• _Goal_
Please update the article on Swedish fund fee proposals, starting with "The suggestions put" and going on through "directly from government.", with "asset management fees" changed to "portfolio management charges".

• _Reading passage_
•••••

Swedish investment managers are up in arms at government proposals which could force them to make daily cost reports to clients and also see their charges slashed by up to 75%.

And fears are also being expressed that the state appointed insurance operation, the PPM (Premie Pensions Myndigheten), which will begin next year administering individual social security payments to mutual funds for 4.5m Swedes, could buckle under the burden of such complex reforms.

The suggestions put before parliament by Swedish finance minister Erik Åbrink call for mutual fund managers wanting to handle over Skr36bn ($4.6bn) with annual top-up contributions of Skr14bn, to declare in krone terms how much they will debit for asset management fees, client services and marketing.

It follows criticism of the proposed complex system, which it has been suggested permits managers to charge exorbitant fees against minimal administration and marketing costs, because the money will come directly from government.

•••••

• _Given data_
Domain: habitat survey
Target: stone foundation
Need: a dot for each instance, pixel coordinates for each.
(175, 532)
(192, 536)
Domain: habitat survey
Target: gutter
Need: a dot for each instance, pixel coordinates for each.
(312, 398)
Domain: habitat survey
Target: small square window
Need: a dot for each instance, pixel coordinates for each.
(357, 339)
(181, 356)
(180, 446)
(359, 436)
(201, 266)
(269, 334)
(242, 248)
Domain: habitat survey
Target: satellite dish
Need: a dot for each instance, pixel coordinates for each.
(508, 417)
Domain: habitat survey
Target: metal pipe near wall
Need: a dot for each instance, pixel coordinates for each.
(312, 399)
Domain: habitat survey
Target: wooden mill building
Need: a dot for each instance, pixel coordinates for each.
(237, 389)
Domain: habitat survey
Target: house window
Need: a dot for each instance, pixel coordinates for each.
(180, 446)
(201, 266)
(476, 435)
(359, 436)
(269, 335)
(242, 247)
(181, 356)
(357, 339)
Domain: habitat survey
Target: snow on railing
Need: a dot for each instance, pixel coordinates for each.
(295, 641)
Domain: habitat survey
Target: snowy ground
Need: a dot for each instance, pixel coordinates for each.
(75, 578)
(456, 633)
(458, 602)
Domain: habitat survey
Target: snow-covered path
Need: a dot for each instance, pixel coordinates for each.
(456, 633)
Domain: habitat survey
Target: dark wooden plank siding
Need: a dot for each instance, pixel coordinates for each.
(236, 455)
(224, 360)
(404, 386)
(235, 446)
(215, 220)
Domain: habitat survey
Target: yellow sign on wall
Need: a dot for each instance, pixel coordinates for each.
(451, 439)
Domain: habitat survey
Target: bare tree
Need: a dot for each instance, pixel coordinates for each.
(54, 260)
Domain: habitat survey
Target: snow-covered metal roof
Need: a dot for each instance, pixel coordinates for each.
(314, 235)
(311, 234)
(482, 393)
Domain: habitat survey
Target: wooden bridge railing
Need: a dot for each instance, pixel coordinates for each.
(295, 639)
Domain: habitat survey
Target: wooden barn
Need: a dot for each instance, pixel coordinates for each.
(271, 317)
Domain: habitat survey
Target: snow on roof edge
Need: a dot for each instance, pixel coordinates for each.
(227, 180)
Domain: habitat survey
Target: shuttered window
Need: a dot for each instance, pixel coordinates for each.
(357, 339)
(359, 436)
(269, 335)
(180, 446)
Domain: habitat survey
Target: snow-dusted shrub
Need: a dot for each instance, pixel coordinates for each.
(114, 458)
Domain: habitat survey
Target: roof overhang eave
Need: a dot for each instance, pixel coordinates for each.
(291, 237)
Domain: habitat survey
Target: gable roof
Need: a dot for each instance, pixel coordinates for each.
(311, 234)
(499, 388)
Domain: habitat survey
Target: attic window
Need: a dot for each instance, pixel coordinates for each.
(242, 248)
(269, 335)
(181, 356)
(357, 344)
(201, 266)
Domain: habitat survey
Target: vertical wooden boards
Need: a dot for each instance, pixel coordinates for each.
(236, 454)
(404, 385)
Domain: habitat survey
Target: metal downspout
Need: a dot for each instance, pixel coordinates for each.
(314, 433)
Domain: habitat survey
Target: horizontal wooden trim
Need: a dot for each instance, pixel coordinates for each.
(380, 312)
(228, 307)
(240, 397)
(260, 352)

•••••

• _Response to this exercise_
The suggestions put before parliament by Swedish finance minister Erik Åbrink call for mutual fund managers wanting to handle over Skr36bn ($4.6bn) with annual top-up contributions of Skr14bn, to declare in krone terms how much they will debit for portfolio management charges, client services and marketing.

It follows criticism of the proposed complex system, which it has been suggested permits managers to charge exorbitant fees against minimal administration and marketing costs, because the money will come directly from government.